START Source records

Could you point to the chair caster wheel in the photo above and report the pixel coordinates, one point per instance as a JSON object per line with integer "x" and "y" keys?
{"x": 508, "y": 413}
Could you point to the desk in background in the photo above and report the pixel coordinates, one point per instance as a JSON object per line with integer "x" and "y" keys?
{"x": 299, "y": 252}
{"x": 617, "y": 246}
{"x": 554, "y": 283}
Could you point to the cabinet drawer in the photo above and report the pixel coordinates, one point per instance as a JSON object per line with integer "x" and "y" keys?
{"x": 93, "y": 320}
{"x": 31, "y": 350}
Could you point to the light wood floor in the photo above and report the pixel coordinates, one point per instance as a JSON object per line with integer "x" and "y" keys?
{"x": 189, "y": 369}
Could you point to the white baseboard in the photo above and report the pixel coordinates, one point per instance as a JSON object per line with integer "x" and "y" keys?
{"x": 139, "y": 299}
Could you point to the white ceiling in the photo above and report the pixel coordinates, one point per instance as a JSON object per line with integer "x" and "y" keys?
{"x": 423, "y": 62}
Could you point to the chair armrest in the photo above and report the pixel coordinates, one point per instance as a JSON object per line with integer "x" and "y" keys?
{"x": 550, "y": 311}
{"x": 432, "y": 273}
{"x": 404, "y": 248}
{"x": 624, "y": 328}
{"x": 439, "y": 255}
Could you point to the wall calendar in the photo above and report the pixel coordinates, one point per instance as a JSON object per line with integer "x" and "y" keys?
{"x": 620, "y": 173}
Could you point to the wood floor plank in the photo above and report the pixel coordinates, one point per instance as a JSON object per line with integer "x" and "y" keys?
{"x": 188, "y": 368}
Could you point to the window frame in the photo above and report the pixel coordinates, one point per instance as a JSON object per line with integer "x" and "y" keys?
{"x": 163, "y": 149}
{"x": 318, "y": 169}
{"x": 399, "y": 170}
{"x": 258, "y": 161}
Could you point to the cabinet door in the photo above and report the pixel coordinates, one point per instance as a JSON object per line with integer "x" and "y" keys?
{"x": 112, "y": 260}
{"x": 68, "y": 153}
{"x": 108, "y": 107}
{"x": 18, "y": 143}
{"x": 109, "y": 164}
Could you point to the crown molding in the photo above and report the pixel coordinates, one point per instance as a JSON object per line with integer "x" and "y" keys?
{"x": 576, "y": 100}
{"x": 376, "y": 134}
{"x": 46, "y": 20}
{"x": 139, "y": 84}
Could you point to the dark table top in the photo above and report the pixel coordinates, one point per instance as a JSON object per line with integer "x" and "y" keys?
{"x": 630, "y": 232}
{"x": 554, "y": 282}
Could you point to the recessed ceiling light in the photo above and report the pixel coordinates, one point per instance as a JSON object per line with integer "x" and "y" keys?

END Source records

**Activity:** Return every line of the data unchanged.

**Problem solution:**
Could you point to the chair caster wheel in the photo above and report the pixel coordinates, one point per instance as a JSON object per line with integer "x" and "y" keys?
{"x": 508, "y": 413}
Could you point to the desk in background in the photo above and report the pixel coordinates, one point per instance as a JSON object per line with integer "x" and "y" keys?
{"x": 299, "y": 252}
{"x": 617, "y": 246}
{"x": 554, "y": 283}
Could you point to the cabinet drawer in the photo above and report the pixel coordinates, one point per instance as a JSON object per line with integer "x" and "y" keys?
{"x": 93, "y": 320}
{"x": 31, "y": 350}
Could you point to the light wood floor in the photo above and report the pixel coordinates, one point per instance as a JSON object per line with integer "x" and "y" keys?
{"x": 189, "y": 369}
Could you point to the white baseboard in the photo above and report the pixel coordinates, one point per instance as a JSON object per line with integer "x" and "y" keys?
{"x": 139, "y": 299}
Could you point to the white ceiling in the photo above and report the pixel coordinates, one point per instance as a JSON object per line with integer "x" and "y" keys?
{"x": 423, "y": 62}
Could you point to the chair armrest in the photo above and report the pixel coordinates, one point per instance as a JSON object per line with integer "x" and "y" keys?
{"x": 550, "y": 311}
{"x": 432, "y": 273}
{"x": 404, "y": 248}
{"x": 624, "y": 328}
{"x": 439, "y": 255}
Could you point to the wall calendar in the photo above and report the pixel coordinates, one point per instance as a JSON object per line with integer "x" and "y" keys?
{"x": 620, "y": 173}
Could you point to the wood floor plank in the photo above and report the pixel coordinates, one point per instance as a JSON object per line with integer "x" and "y" keys?
{"x": 188, "y": 368}
Could you point to the window frame in the photo above and report the pixel coordinates, one point per instance as a JSON object per line with integer "x" and "y" keys?
{"x": 163, "y": 149}
{"x": 318, "y": 169}
{"x": 399, "y": 170}
{"x": 258, "y": 161}
Could you point to the cabinet door in the photo above and report the pixel coordinates, one point per instance as a JSON object per line with integer "x" and "y" keys?
{"x": 112, "y": 260}
{"x": 68, "y": 153}
{"x": 108, "y": 107}
{"x": 18, "y": 143}
{"x": 109, "y": 164}
Could you point to the crown molding in the photo above and report the pixel coordinates, one point per instance as a JSON object per line with integer "x" and "y" keys?
{"x": 576, "y": 100}
{"x": 376, "y": 134}
{"x": 46, "y": 20}
{"x": 139, "y": 84}
Could you point to the dark table top in the photo above and report the pixel coordinates, one point per instance as a JSON object per line with integer "x" and "y" keys?
{"x": 630, "y": 232}
{"x": 554, "y": 282}
Could you point to the recessed ceiling light in the photo above and report the pixel coordinates, one point per instance as a JSON object per line with integer "x" and "y" keys?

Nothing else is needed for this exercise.